### WHAT TO PRODUCE
Copy out each line in the rows below that contains the string "sunglasses". The match is case-sensitive.
--- START OF EXCERPTED DATA ---
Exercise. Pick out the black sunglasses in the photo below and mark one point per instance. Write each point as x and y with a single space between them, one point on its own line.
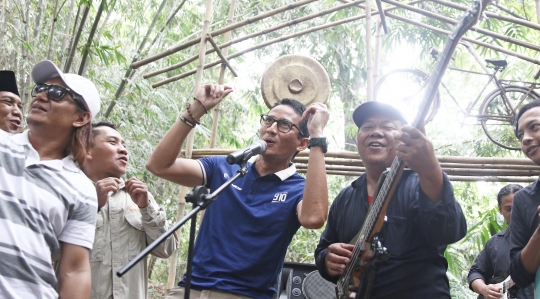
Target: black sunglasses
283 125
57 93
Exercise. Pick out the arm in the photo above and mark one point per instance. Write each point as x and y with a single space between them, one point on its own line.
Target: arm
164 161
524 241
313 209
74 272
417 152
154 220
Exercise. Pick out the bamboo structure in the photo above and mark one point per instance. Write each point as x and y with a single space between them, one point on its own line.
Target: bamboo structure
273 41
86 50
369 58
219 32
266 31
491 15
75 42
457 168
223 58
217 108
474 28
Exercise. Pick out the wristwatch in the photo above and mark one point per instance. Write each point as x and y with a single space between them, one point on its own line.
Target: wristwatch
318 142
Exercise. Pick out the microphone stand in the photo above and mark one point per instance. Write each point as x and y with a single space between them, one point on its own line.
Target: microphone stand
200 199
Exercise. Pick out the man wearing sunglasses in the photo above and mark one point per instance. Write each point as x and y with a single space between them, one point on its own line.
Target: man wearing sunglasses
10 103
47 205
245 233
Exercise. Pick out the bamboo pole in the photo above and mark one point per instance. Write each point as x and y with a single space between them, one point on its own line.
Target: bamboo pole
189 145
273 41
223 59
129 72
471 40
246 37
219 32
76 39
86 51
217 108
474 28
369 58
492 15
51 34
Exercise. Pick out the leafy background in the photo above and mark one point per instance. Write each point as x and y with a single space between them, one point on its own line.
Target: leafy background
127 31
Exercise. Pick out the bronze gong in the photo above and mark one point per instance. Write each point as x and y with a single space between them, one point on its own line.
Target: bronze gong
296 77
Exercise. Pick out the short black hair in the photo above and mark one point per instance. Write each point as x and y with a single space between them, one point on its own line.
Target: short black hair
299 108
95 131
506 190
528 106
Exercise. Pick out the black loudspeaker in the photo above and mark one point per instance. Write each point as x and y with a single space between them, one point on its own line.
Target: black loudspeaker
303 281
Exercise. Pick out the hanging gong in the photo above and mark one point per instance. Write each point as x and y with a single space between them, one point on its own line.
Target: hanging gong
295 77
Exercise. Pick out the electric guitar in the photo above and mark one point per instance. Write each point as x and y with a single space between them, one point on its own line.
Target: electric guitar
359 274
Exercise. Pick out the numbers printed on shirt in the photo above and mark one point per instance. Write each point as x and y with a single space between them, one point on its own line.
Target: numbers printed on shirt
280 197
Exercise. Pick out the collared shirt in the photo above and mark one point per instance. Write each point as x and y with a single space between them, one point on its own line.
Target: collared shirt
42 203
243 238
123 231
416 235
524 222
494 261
--- END OF EXCERPTED DATA ---
--- START OF EXCERPTED DATA ---
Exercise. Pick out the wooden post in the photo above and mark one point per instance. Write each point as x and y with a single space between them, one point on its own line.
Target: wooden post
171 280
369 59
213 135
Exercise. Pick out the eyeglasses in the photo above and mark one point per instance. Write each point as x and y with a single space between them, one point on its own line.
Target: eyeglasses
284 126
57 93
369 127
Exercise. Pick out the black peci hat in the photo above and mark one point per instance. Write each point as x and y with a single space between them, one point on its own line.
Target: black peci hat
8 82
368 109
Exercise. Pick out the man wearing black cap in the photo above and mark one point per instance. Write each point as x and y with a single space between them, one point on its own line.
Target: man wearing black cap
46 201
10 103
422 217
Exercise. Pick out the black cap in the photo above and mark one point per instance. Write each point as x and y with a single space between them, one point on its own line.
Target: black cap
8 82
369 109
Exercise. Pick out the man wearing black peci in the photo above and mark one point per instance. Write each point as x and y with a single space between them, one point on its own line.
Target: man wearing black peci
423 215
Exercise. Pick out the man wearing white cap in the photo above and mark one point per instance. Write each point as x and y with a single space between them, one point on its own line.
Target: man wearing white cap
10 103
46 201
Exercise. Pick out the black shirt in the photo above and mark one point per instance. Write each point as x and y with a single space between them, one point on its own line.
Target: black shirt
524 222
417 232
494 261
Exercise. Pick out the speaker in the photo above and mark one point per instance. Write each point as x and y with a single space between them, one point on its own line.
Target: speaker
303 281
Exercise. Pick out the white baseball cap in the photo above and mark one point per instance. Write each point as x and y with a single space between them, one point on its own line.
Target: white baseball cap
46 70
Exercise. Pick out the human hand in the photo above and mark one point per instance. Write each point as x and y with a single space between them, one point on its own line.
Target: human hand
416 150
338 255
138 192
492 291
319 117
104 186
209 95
--- END OF EXCERPTED DATA ---
--- START OF EXCERPTED DATA ---
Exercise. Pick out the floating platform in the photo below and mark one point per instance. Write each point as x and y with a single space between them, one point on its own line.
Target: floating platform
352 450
--- END OF EXCERPTED DATA ---
### RESPONSE TO THE EXERCISE
Exercise. Pick out the black sunglasses in the photo below and mark one point per instance. Write each point as x and y with a single space between them, one point on its own line.
Target: black sunglasses
Exercise. Pick out the man wearing sunglasses in the photo above and mark one point per instance. Write each point as x and y with a single space between them, one point on its own line.
Target: man wearing sunglasses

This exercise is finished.